Records contained in a dataset
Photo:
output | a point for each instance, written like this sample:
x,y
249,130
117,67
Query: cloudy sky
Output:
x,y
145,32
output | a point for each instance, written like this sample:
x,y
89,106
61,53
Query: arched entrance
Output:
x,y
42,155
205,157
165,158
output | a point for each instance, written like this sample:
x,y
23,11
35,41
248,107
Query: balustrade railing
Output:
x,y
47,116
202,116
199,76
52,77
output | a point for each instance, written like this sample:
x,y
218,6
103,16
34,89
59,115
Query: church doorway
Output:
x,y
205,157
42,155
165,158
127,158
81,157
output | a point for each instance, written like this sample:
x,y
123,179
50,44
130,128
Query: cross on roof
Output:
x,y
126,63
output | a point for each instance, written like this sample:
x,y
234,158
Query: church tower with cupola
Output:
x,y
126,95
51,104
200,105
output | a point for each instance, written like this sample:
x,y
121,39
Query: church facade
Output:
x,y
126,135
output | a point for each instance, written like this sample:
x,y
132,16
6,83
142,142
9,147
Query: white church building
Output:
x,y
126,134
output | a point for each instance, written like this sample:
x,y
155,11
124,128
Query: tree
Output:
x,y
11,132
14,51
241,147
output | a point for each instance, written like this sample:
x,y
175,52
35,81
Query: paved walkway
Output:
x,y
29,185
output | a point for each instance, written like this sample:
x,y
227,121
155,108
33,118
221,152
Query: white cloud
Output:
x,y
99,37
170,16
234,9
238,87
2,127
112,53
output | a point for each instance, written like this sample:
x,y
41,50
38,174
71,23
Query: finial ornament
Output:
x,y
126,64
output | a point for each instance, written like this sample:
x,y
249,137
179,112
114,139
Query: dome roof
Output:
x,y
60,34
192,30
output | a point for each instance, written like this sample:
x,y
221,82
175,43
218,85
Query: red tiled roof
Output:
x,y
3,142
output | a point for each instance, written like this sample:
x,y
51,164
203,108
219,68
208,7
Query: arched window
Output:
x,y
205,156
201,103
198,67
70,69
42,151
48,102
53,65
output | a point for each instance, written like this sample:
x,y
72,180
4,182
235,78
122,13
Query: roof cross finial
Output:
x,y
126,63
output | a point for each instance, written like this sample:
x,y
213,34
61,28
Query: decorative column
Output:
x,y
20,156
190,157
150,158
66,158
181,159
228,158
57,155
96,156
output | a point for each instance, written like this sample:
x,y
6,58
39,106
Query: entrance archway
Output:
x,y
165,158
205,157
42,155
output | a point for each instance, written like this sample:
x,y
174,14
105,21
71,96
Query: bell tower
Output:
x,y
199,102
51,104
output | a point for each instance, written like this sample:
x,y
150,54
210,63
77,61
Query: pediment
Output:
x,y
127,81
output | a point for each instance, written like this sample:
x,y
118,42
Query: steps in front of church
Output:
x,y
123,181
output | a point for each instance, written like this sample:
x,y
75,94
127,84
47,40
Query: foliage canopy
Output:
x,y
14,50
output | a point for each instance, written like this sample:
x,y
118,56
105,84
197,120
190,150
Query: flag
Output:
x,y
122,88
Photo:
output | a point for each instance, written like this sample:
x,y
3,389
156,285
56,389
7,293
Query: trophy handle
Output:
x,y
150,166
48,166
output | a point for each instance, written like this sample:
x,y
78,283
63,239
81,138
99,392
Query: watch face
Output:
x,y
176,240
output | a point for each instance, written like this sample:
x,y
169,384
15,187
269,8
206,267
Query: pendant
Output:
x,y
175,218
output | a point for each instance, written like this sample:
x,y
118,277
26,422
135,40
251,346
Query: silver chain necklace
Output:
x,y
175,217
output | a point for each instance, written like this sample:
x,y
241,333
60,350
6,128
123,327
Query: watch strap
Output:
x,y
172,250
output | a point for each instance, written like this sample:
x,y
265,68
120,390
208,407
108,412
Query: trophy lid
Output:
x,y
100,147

Task brief:
Print every record above exactly as it appears.

The answer:
Photo:
output | a point for each instance, written like this sample:
x,y
249,130
117,67
Query: cloudy sky
Output:
x,y
145,32
output | a point for each instance, written like this sample:
x,y
89,106
61,53
Query: arched entrance
Output:
x,y
42,155
205,157
165,158
output | a point for each instance, written like this sample:
x,y
23,11
35,41
248,107
Query: balustrade railing
Output:
x,y
47,116
202,116
199,76
52,77
output | a point for each instance, written like this sample:
x,y
218,6
103,16
34,89
59,115
Query: church doorway
Output:
x,y
205,157
42,155
165,158
127,158
81,157
output | a point for each instance, written like this sample:
x,y
123,179
50,44
130,128
Query: cross on roof
Output:
x,y
126,63
output | a point for each instance, written like this sample:
x,y
234,158
Query: church tower with cupola
Output:
x,y
126,95
51,104
200,105
output | a point for each instance, written like this sample:
x,y
121,39
Query: church facade
Output:
x,y
126,135
output | a point for each instance, written like this sample:
x,y
132,16
6,83
142,142
9,147
Query: white church building
Output:
x,y
126,134
output | a point for each instance, written like this sample:
x,y
155,11
124,128
Query: tree
Output:
x,y
11,132
14,51
241,147
output | a point for each instance, written like this sample:
x,y
175,52
35,81
Query: paved walkway
Output:
x,y
29,185
output | a point for each instance, written like this sample:
x,y
227,121
155,108
33,118
221,152
Query: white cloud
Output:
x,y
99,37
170,16
234,9
238,87
2,127
112,53
output | a point for each instance, written like this sample:
x,y
41,50
38,174
71,23
Query: finial ornament
Output:
x,y
126,64
output | a point for each instance, written like this sample:
x,y
249,137
179,112
114,139
Query: dome roof
Output:
x,y
60,34
192,30
output | a point for each instance, written like this sample:
x,y
221,82
175,43
218,85
Query: red tiled roof
Output:
x,y
3,142
output | a point for each instance, written like this sample:
x,y
51,164
203,108
219,68
208,7
Query: arched window
Output:
x,y
205,156
201,103
198,67
70,69
42,151
48,102
53,65
output | a point for each instance, written like this sample:
x,y
72,180
4,182
235,78
122,13
Query: roof cross finial
Output:
x,y
126,63
output | a point for each instance, written like this sample:
x,y
213,34
61,28
Query: decorative column
Output:
x,y
20,156
190,157
150,158
66,158
181,159
228,158
57,155
96,156
output | a point for each instance, written like this sample:
x,y
6,58
39,106
Query: entrance archway
Output:
x,y
165,158
205,157
42,155
output | a point for each instance, written like this sample:
x,y
174,14
105,21
71,96
Query: bell tower
Output:
x,y
199,102
51,104
output | a point for each instance, written like this sample:
x,y
150,54
210,63
77,61
Query: pediment
Output:
x,y
127,81
output | a point for each instance, written like this sample:
x,y
118,42
Query: steps in front of church
Output:
x,y
123,181
output | a point for each instance, written like this sample:
x,y
75,94
127,84
47,40
Query: foliage canopy
Output:
x,y
14,50
output | a point for each instance, written like this sample:
x,y
118,56
105,84
197,120
190,150
Query: flag
Output:
x,y
122,88
Photo:
output | a point for each instance, written like this sample:
x,y
3,389
156,285
56,389
7,293
Query: trophy handle
Output:
x,y
150,166
48,166
output | a point for each instance, written like this sample:
x,y
78,283
63,239
81,138
99,392
Query: watch face
Output:
x,y
176,240
output | a point for each instance, written like this sample:
x,y
169,384
15,187
269,8
206,267
Query: pendant
Output:
x,y
175,218
output | a point for each instance, written like this sample:
x,y
118,277
26,422
135,40
251,346
Query: silver chain necklace
Output:
x,y
175,217
output | a point for each instance, written like this sample:
x,y
241,333
60,350
6,128
123,327
Query: watch strap
Output:
x,y
172,250
output | a point for each instance, written like this sample:
x,y
265,68
120,390
208,407
108,412
Query: trophy lid
Output:
x,y
100,147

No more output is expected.